Anladığını Sına:
**1)** Hilâfet üzerine yazıya göre aşağıdaki ifadeler doğru mu? Her birine evet ya da hayır deyip yazıdan belirleyici sözleri aynen alıntılayın: (a) Halifelik kavramı, insanın taşıdığı özelliklerin kendisine ait olduğunu ifade eder. (b) İnsan mutlak serbest değildir. (c) İnsanın yeryüzündeki macerası, bir yolcunun ağaç gölgesinde dinlenmesine benzetilir.
**2)** Hilâfet üzerine yazıyı son cümlesinden sonrası için sürdürün.

Verilen Metin:
- - -
16.04.2005-Yeni Asya Gazetesi
İnsanın yeryüzündeki macerası, Peygamberimizin ifade ettiği gibi, bir yolcunun dinlenmek amacıyla bir ağaç gölgesinde oturmasına benzer. Kısa, ama amaçlı bir süredir yeryüzünde varoluşumuz. Yolcu nasıl ağaç gölgesine saraylar kurup saltanat peşinde koşmayı akıldışı görürse, insan da yeryüzündeki varoluşunun bir saltanat ve “kazık çakma” süreci olamayacağını bilmek durumundadır.
Taşıdığı harikulâde özellikler, beslediği sonsuz emeller, ruhunu saran binbir türlü ihtiyaçlar, karşı karşıya kaldığı türlü türlü sıkıntılarla, insanın dünya hayatı ile arzuladığı sonsuz idealler arasındaki dengesizliği görmekten başka çaresi yoktur.
Kimim? Nereden geliyorum? Nereye gidiyorum? Ve benzeri soruları bilincinden kazımadığı takdirde, insan yeryüzündeki hayatının kendi iradesi ve kuvveti dışında gerçekleştiğini fark edecektir. Hayatını anlamlı ve derinlikli kılacak şey de ancak bu farkındalık olacaktır. İnsan hayatı, ancak, kendisini var eden irade ve kudretin Sahibinin muradı doğrultusunda gerçek sırrını bulacaktır.
İlâhî dinler insanın dünya üzerindeki konumunu belirlemekte önemli bir kavramı ortaklaşır: “Hilâfet.” Halife, insanı bir emanetçi kılar. Yine halifelik kavramı, insanın taşıdığı özelliklerin bizatihî kendisine ait olmayıp, “verilmiş” olduğunu ifade eder. Ve insanın emanet aldığı—bilgi, kuvvet, irade, özgürlük, vs. gibi—göreceli özelliklerini nasıl kullanacağına dair “İlâhî bir kılavuz” sunar.
Hilâfet, insanın bir “efendi” değil, emanetçi bir kul olduğunu, hem diğer varlık türlerine hem hemcinslerine sultan değil, gerçek Efendi’nin kuralları doğrultusunda nezaretçi ve gözetleyici bir kardeş olabileceğini söyler. İnsan mutlak serbest değil, Yaratıcısının yasalarıyla sınırlıdır. Farklılıklar birer üstünlük aracı değil, Yaratıcıyı tanımada ve Onun hikmetini gerçekleştirmede birer vesiledir.
- - -
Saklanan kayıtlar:
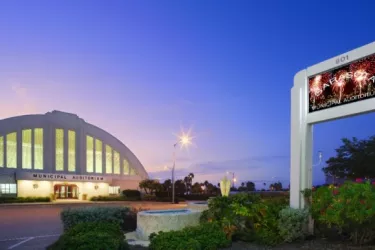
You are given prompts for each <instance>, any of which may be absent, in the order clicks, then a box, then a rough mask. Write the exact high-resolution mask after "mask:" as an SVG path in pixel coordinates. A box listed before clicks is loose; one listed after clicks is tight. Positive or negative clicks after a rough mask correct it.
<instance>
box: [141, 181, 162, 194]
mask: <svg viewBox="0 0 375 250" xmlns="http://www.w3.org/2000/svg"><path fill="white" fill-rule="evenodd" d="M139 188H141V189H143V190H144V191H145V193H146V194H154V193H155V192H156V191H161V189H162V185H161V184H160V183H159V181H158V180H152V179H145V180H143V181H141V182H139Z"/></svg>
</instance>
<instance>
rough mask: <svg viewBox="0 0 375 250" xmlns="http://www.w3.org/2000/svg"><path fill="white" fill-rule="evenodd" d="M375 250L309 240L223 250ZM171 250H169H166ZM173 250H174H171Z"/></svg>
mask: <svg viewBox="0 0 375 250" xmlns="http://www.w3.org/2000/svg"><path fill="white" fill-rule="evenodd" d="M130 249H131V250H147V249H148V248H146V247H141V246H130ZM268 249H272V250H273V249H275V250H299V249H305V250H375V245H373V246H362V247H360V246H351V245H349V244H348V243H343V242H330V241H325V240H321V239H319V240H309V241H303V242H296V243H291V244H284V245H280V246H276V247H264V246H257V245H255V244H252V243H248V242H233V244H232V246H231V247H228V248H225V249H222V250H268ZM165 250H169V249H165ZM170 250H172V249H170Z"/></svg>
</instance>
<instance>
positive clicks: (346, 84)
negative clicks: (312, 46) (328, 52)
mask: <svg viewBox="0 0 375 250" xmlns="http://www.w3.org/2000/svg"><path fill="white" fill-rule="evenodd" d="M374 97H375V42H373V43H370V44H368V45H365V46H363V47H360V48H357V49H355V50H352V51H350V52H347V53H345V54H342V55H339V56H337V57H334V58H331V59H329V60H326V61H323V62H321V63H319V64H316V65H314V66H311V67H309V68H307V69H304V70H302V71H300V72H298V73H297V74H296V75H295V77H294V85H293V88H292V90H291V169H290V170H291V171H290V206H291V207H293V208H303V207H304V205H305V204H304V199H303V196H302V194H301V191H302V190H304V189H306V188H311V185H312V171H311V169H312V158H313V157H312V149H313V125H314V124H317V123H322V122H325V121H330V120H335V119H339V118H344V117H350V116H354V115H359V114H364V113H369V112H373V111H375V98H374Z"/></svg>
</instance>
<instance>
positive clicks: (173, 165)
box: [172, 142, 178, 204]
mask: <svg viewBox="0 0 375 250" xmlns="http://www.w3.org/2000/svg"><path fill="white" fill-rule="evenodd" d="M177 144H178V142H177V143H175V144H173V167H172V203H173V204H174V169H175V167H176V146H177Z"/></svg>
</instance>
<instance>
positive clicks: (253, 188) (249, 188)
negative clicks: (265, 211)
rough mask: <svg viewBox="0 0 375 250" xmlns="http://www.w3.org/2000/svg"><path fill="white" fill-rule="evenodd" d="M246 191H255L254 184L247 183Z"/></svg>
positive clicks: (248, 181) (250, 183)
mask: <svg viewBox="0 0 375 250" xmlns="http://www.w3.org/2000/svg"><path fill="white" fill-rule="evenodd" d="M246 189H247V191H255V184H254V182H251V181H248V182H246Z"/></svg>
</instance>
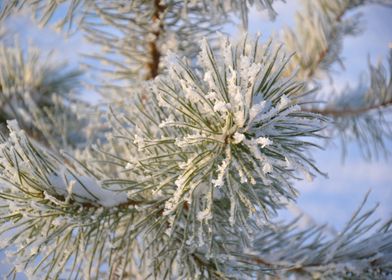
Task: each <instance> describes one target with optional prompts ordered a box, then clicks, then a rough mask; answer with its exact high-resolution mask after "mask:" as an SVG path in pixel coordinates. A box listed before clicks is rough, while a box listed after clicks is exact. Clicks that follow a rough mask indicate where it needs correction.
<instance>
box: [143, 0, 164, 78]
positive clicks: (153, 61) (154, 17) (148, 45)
- - -
Problemlerin Cevapları:
**1)**
(a) Hayır: "Yine halifelik kavramı, insanın taşıdığı özelliklerin bizatihî kendisine ait olmayıp, “verilmiş” olduğunu ifade eder."
(b) Evet: "İnsan mutlak serbest değil, Yaratıcısının yasalarıyla sınırlıdır."
(c) Evet: "bir yolcunun dinlenmek amacıyla bir ağaç gölgesinde oturmasına benzer"

**2)**
Kendine Yaratıcısından bağımsız bir kimlik biçtiği anda, insan hilâfet makamından saltanat tahtına sıçramaya kalkışır. Farklılıkları bir hiyerarşi kaynağı zanneder. Üstünlüğün bizzat insanın taşıdığı özelliklerden kaynaklandığını düşünerek, diğer varlıklar üzerinde hakimiyet kurmaya yeltenir. Onları kendine râm etmeye, onlara keyfince muamele etmeye hakkı olduğunu düşünür.
Varlık, tek bir Efendi’nin hakimiyetindeki bir ülke olmaktan uzak düşünüldüğünde, çıkacak sonuç bellidir: Varlıklar adedince sahte efendi ve onların hakimiyet mücadelesi. Bu yüzdendir ki, kudretli, merhametli ve hikmetli bir Yaratıcı’ya inanmayan bakış, yeryüzünü bir “mücadele alanı” olarak görür. Her varlık kendisi için vardır ve kendi varlığını devam ettirmek için öteki varlıklarla çatışma içine girmek zorundadır.
Yaratılışın esaslarından birisi, herşeyin çift çift var ediliyor oluşudur. Sadece insanda değil, hayvan ve bitki âleminde, hatta diğer varlık düzlemlerindeki dişi ve erkek çifti farklılıklar içinde ahengi, zıtlıklar içinde bütünlüğü sağlayan harika bir İlâhî hikmet ve düzenin ipuçlarını verir bize. Yer ve gök, ateş ve su…
Yaratılışının gereğine muhalefetsiz uyan diğer varlık türlerinin aksine, insan nisbî bir serbestlik içinde varedilmektedir. Bu serbestlik onu aşağıların aşağısına yuvarlayabileceği gibi yücelerin yücesine yükselmesine de vesile olur. Aynı şekilde, varoluşunu gerçekleştirme gibi İlâhî bir misyonun gerçekleşmesine yardımcı olabilir.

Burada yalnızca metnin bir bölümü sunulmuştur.